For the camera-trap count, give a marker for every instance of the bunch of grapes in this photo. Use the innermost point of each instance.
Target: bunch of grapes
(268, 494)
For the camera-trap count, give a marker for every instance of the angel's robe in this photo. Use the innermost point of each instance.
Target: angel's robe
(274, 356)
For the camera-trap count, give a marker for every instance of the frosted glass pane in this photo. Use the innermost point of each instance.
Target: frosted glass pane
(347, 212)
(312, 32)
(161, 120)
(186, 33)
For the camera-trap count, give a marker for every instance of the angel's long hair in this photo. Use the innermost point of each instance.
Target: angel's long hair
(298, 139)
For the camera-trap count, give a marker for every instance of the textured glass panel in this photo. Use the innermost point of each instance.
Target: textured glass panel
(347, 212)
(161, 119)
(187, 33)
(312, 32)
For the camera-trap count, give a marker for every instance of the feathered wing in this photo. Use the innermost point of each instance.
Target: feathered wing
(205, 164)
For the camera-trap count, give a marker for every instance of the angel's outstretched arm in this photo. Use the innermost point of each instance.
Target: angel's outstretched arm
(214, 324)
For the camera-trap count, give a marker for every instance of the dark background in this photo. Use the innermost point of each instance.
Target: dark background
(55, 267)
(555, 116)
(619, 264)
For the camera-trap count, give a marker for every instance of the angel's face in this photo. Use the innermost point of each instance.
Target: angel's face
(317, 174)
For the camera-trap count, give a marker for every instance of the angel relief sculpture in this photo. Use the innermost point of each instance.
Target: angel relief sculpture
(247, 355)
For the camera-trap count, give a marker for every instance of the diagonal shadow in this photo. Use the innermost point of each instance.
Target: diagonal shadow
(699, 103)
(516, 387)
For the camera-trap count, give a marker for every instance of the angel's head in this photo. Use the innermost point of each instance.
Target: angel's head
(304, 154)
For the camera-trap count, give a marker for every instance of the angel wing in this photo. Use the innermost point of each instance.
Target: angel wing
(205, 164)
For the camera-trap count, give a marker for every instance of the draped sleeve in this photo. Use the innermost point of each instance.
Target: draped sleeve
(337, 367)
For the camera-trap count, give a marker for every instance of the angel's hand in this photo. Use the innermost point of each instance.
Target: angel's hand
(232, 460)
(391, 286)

What you need to do. Leaving each word as it is, reproduce all the material.

Solution for this problem.
For the camera-trap count, give a marker for every instance of the bunch of grapes in this photo. Use the innermost point of each instance.
Target: bunch of grapes
(268, 494)
For the camera-trap count, give a marker for every instance of the angel's robe in this photo. Use the innermost point of each instance.
Target: angel's robe
(274, 356)
For the camera-trap count, give a marker for every instance of the frosted glass pane in this photo. Use the innermost point of each instance.
Target: frosted glass pane
(347, 212)
(312, 32)
(161, 120)
(186, 33)
For the camera-trap count, give a marker for every instance of the angel's long hair in this photo. Use the innermost point of each instance.
Target: angel's long hair
(298, 139)
For the camera-trap count, give a marker for every instance of the textured glass panel in this photo. Use the innermost point of each instance.
Target: textured glass panel
(347, 212)
(161, 119)
(187, 33)
(312, 32)
For the camera-trap count, give a marker for every instance of the feathered wing in this photo. Use the innermost point of each instance.
Target: feathered wing
(205, 164)
For the camera-trap count, give a marker for every instance of the angel's outstretched arm in this photo. Use the innermost point of each instance.
Target: angel's outstretched arm
(214, 324)
For the camera-trap count, give a marker for every instance of the dark background in this photo. Use the innermost point of each instance.
Target: dark background
(55, 267)
(555, 116)
(619, 264)
For the camera-trap count, give a marker for every instance of the angel's face in this photo. Use the innermost point of each instance.
Target: angel's face
(317, 174)
For the camera-trap count, give a marker for every instance of the angel relief sculpture in this photo. Use the innermost point of each instance.
Target: angel relief sculpture
(247, 355)
For the camera-trap count, give a marker for every instance of the diagonal shadow in this photo. Use the innermost point of each instance.
Target: diagonal shadow
(699, 103)
(516, 387)
For the camera-trap count, give a marker for every instance of the angel's head in this photo. Use the innermost point of each instance.
Target: angel's head
(304, 154)
For the camera-trap count, give a marker for every instance of the angel wing in this photo. Use the innermost point of each instance.
Target: angel wing
(205, 164)
For the camera-trap count, give a marker for every instance of the draped sleeve in this photo. Use the innermost point of each instance.
Target: draped sleeve
(337, 367)
For the camera-trap count, give a marker for every instance of the angel's hand in this photo. Use the innermost point of each instance.
Target: angel's hand
(232, 460)
(391, 286)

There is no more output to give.